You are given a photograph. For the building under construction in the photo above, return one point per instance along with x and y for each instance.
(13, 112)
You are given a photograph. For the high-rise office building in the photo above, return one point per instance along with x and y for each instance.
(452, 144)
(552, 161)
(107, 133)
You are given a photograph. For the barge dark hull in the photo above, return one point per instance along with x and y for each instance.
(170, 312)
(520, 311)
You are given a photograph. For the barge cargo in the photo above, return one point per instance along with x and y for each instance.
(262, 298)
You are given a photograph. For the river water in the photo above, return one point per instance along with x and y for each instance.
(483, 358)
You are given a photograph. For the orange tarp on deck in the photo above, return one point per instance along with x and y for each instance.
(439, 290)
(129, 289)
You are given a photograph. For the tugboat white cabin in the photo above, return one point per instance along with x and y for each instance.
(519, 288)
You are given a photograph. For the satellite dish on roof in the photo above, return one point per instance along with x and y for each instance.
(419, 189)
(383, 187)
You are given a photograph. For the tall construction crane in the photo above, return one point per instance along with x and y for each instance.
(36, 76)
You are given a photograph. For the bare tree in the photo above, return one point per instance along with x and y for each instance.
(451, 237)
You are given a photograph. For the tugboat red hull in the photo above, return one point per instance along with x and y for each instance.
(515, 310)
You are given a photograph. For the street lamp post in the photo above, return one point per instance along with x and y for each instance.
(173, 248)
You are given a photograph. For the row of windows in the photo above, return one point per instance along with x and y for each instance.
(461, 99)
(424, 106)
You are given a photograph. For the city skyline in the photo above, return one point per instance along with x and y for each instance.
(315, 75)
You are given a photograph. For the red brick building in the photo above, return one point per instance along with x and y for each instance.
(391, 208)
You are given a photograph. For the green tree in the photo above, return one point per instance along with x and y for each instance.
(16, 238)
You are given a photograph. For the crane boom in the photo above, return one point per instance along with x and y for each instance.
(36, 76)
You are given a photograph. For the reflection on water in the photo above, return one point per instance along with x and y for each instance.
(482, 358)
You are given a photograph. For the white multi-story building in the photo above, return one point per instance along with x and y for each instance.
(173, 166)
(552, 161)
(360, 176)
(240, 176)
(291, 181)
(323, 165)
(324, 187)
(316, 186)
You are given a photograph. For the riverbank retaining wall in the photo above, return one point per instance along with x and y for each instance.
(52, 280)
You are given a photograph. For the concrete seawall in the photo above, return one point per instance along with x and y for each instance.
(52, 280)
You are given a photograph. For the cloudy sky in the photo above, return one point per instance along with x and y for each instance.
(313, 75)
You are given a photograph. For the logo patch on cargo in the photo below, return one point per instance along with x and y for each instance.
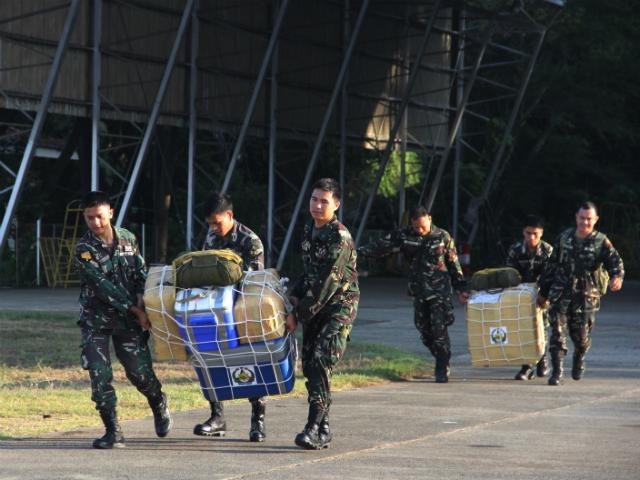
(498, 336)
(243, 376)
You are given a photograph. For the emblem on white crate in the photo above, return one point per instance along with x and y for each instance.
(498, 335)
(243, 375)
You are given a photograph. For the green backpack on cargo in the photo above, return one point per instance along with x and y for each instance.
(216, 268)
(491, 278)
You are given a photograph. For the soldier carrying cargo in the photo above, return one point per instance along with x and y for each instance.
(529, 256)
(226, 232)
(112, 276)
(583, 264)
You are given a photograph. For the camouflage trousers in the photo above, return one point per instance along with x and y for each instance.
(578, 323)
(432, 317)
(323, 345)
(132, 351)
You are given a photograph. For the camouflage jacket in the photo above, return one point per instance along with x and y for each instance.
(433, 260)
(529, 264)
(329, 283)
(243, 241)
(111, 279)
(572, 266)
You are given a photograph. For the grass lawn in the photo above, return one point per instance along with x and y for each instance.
(43, 389)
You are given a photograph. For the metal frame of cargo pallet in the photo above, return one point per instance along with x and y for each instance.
(457, 139)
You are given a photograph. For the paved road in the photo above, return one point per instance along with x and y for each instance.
(481, 425)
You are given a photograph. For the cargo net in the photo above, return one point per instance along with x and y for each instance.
(234, 336)
(505, 327)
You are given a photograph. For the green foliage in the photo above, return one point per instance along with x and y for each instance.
(390, 183)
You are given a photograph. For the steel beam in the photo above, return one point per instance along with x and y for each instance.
(344, 105)
(273, 142)
(39, 121)
(475, 205)
(323, 129)
(193, 122)
(254, 96)
(399, 118)
(459, 113)
(95, 95)
(155, 112)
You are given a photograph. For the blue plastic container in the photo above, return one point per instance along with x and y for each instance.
(250, 374)
(205, 318)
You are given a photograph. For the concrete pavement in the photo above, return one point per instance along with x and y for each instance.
(481, 425)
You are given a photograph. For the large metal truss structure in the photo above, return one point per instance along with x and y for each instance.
(378, 69)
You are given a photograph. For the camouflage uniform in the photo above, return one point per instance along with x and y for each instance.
(531, 265)
(111, 281)
(328, 296)
(570, 285)
(433, 268)
(241, 240)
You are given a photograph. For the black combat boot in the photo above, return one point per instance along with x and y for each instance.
(525, 373)
(324, 434)
(442, 370)
(557, 359)
(309, 438)
(113, 437)
(542, 367)
(161, 417)
(577, 369)
(215, 425)
(257, 432)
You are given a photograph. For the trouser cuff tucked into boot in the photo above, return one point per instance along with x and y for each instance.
(309, 438)
(215, 425)
(161, 416)
(257, 433)
(113, 437)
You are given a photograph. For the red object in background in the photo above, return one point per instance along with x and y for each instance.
(464, 257)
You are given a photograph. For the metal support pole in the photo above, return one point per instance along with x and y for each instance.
(507, 132)
(402, 192)
(155, 112)
(399, 116)
(95, 95)
(344, 105)
(38, 247)
(193, 119)
(272, 153)
(457, 159)
(39, 121)
(254, 96)
(459, 113)
(323, 129)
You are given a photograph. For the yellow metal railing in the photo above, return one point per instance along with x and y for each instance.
(57, 252)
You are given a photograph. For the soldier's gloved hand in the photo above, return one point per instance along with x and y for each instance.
(291, 323)
(463, 297)
(542, 302)
(141, 316)
(294, 301)
(615, 284)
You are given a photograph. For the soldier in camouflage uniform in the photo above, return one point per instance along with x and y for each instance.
(433, 269)
(226, 232)
(573, 284)
(112, 276)
(529, 256)
(326, 303)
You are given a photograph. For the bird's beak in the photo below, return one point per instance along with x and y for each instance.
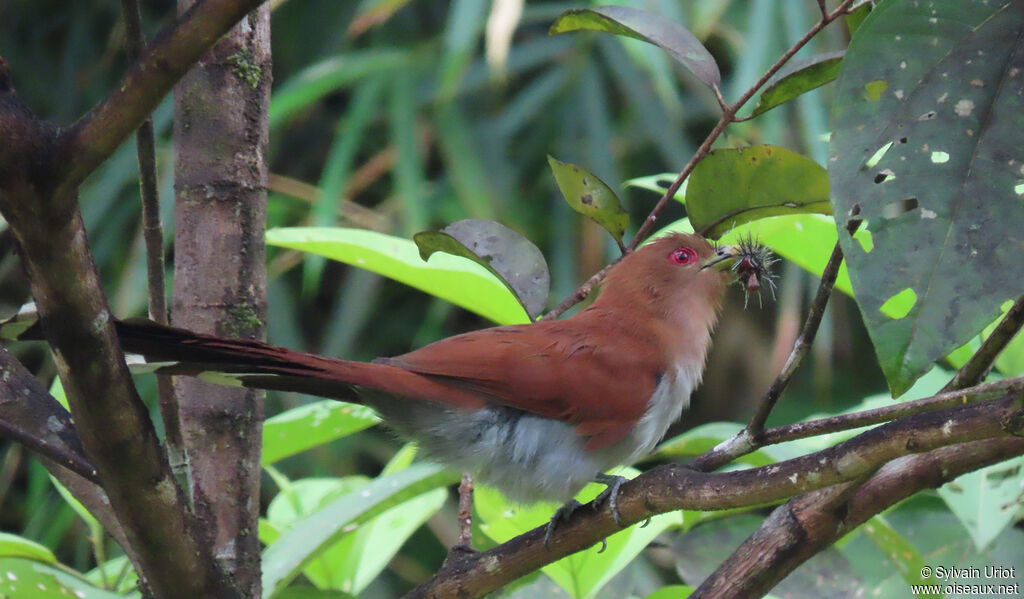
(723, 258)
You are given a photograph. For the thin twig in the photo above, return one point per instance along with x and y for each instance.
(743, 443)
(466, 510)
(803, 344)
(728, 116)
(153, 232)
(581, 293)
(980, 364)
(71, 460)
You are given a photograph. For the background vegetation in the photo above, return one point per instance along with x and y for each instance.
(400, 117)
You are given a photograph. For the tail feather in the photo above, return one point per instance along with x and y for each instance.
(260, 366)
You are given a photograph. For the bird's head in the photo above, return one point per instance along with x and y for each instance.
(670, 273)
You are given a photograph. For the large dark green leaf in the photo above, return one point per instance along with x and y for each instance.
(591, 197)
(670, 36)
(508, 255)
(927, 148)
(798, 78)
(730, 187)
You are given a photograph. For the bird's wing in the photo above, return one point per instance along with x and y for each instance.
(558, 370)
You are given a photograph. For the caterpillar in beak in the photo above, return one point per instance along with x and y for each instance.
(753, 267)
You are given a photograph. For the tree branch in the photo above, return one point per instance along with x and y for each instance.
(94, 137)
(805, 525)
(675, 486)
(153, 233)
(40, 170)
(728, 116)
(802, 346)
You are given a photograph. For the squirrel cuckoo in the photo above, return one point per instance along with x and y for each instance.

- - - - -

* Description of the task
Only the pictures are to be dropped; return everything else in the listing exactly.

* Result of this task
You are given a photograph. For the building under construction in the photo above, return one point per instance along with x and y for each instance.
(13, 112)
You are given a photograph. For the high-rise office building in the photo above, return one point per instance along with x and y for each instance.
(452, 144)
(552, 161)
(107, 133)
You are given a photograph. For the barge dark hull in the photo above, return one point per instance along with x and y for each instance.
(170, 312)
(520, 311)
You are given a photograph. For the barge cargo in the photo above, return one point per instance along with x and y for each instance.
(262, 298)
You are given a photograph. For the river water in the photo above, return one point per instance along with x and y for each instance.
(483, 358)
You are given a photograph. For the orange tarp on deck in the photo above, return one point per instance along with x and y for each instance.
(439, 290)
(129, 289)
You are given a photograph. For the tugboat white cabin in the photo above, return one point per instance along with x and y for each instance.
(519, 288)
You are given a photograph. For the satellite dish on roof in the photo above, return one point per instance along with x and y for each instance.
(419, 189)
(383, 187)
You are given a photograph. For the tall construction crane in the photo above, return one point per instance along with x and y for each instance.
(36, 76)
You are given a photograph. For the bare tree in the photo above, return one point per instance along with x and y for each instance.
(451, 237)
You are given a photograph. For the tugboat red hull in the photo above, return one point per instance along with x and y for each instance.
(515, 310)
You are given a photograph. For the street lamp post in the photo above, return one point per instance along with x and y for each instance.
(173, 248)
You are given a photograph. For the row of windows in the photo above, return one point per instance along with x and y for each instance.
(461, 99)
(424, 106)
You are given a photograph. For the city skyline in the photo above, return one point per instance along with x and y for each instance.
(315, 75)
You are given a photograph. For the red brick building in the photo above, return one point per instance along with x and y for each instance.
(391, 208)
You are given a photograph. For the green tree in the photo above, return one point per instance along with x and y for each instance.
(16, 238)
You are given a photograph. For the crane boom in the photo above, return one point per instance along with x and y for each instance.
(36, 76)
You are given a photograph. For the reflection on water in the photo above, return one point per instance along with x and y for each instance.
(482, 358)
You are given a photograph. For the white multi-story building in the photo above, return one point per instance along with x and y for each instance.
(173, 166)
(552, 161)
(360, 176)
(240, 176)
(291, 181)
(323, 165)
(324, 187)
(316, 186)
You are given a photograph. For the riverbank retaining wall in the photo above, return one point per instance along with x and y for each instance.
(52, 280)
You are given a photograph. For the concrete seawall in the photo above, return one point per instance along with x and y for each instance.
(52, 280)
You are given a photograph. For the cloudy sky in the photo above, return one point per instance along with x and y for each instance.
(313, 75)
You are given a photograph. For the logo patch on cargo in the photo below, return one point per instance along with x and y for each instance.
(498, 336)
(243, 376)
You are given a photograph. For the emblem on white crate in the photo above, return one point per instance along with x and y for each instance.
(498, 335)
(243, 375)
You are given a photograph. For the green backpack on cargo in the photo above, return one point per instance along with x and y for each instance.
(216, 268)
(491, 278)
You are given a photograph. For the soldier carrying cargo in the photo above, return one point per instance along with x and y for each instance.
(529, 256)
(226, 232)
(112, 276)
(583, 264)
You are given a photograph. For the camouflage trousers in the photo above, return one point per instance along with x and y for each instance.
(578, 323)
(432, 317)
(323, 345)
(132, 351)
You are given a photograph. For the camouflage jacket in the photo above, return one point per instance along with x and y for each instance.
(433, 260)
(529, 264)
(329, 283)
(243, 241)
(111, 279)
(572, 266)
You are given a photograph. For the grass lawn in the photo above, return one point per instance along with x and y for each instance.
(43, 389)
You are given a photograph. For the metal frame of cargo pallet in the photo above, return one point per instance along with x and y for each instance.
(457, 139)
You are given a photograph. For the paved road in the photo above, return one point per instance along with x and y for each instance.
(481, 425)
You are given a photograph. For the cargo net in the photo above, return one point per instance along with x and y for each instance.
(234, 336)
(505, 327)
You are given a photograph. For the green foliage in the photo above, return one point per instance along with x and y for each instance.
(390, 183)
You are given a photograph. For the steel beam in the photo above, return one point per instance along with x and y for each instance.
(344, 105)
(273, 142)
(39, 121)
(475, 205)
(323, 129)
(193, 122)
(254, 96)
(399, 118)
(459, 113)
(95, 95)
(155, 112)
You are given a photograph. For the blue plastic container in the photo above, return one point per instance along with x and y for each instance.
(250, 374)
(205, 318)
You are given a photograph. For the concrete pavement in the photo above, return one point per instance along with x and y for each instance.
(481, 425)
You are given a photograph. For the large metal truss structure in the photo above, return one point per instance along with x and y for each instance.
(378, 69)
You are given a photograph. For the camouflage uniform in the photo above, return one point per instance along with x and y for each instance.
(531, 265)
(111, 281)
(328, 296)
(570, 285)
(433, 268)
(241, 240)
You are given a photograph. For the black combat boot in the photo above, return one point per instance along with x and y for each instance.
(525, 373)
(324, 434)
(442, 370)
(557, 359)
(309, 438)
(113, 437)
(542, 367)
(161, 417)
(577, 369)
(215, 425)
(257, 432)
You are given a photograph. For the trouser cuff tucked into boot in the photo above, return one point per instance along with x and y for each instance.
(309, 438)
(215, 425)
(161, 416)
(257, 433)
(113, 437)
You are given a photograph. For the red object in background in the photo above, return one point per instance along with x and y for each instance.
(464, 257)
You are given a photograph. For the metal support pole in the photo above, return one point per instance along with x and y for each instance.
(507, 132)
(402, 192)
(155, 112)
(399, 116)
(95, 95)
(344, 105)
(38, 247)
(193, 119)
(272, 153)
(457, 159)
(39, 121)
(254, 96)
(459, 113)
(323, 129)
You are given a photograph. For the yellow metal railing in the photo above, return one point per instance along with x and y for each instance.
(57, 252)
You are given a photograph. For the soldier's gloved hand in the photo above, return one point per instance along with x and y for each instance.
(291, 323)
(463, 297)
(542, 302)
(141, 316)
(294, 301)
(615, 284)
You are given a photograph. For the soldier in camouflage uniform in the photo above, return one point per instance along with x and y for each instance.
(433, 269)
(226, 232)
(573, 284)
(112, 276)
(529, 256)
(326, 303)
You are given a photograph. For the bird's beak in the photo below, return one point per instance along with x and y for each instance.
(723, 258)
You are given a photograph. For the thin twig in the photo above, return one point per instance along with x and y for each instance.
(743, 443)
(466, 510)
(803, 344)
(728, 116)
(153, 232)
(581, 293)
(980, 364)
(71, 460)
You are given a photograph. For the background vegetation in the photo above, return one point per instance along with x and y for each instance.
(400, 117)
You are given a photograph. For the tail feather in the photo above, return one point per instance along with x and y for each instance.
(260, 366)
You are given a photograph. For the bird's head in the photo above, return one point per instance along with x and y for each instance.
(670, 273)
You are given a photograph. For the large dark green leaf in the photo above, return one point per instance along with x and y for each instance.
(591, 197)
(670, 36)
(508, 255)
(927, 148)
(798, 78)
(730, 187)
You are given a photograph. For the bird's wing in the photo above, return one point per instance along with x and y for each instance.
(558, 370)
You are given a photograph. For the caterpillar in beak in the photo above, return one point per instance along with x and y for each instance.
(753, 267)
You are given a photograph. For the tree branch in the photo above, return one point per instance along with x and y for each instance.
(94, 137)
(805, 525)
(675, 486)
(153, 233)
(40, 170)
(728, 116)
(802, 346)
You are given a photograph. For the squirrel cuckoo in the photo above, return one point per instance along with x and y for each instance.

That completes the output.